Reproduce the material below word for word, keeping every line unchanged.

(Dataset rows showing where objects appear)
________________

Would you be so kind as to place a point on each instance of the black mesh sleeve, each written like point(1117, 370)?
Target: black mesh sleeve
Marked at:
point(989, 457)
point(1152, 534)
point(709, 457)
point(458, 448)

________________

# ANSWER TO THIS TASK
Would you be so kind as to place a point on each instance of the black mesh sleeve, each written like point(1117, 370)?
Target: black mesh sleeve
Marked at:
point(989, 457)
point(1152, 534)
point(709, 457)
point(458, 448)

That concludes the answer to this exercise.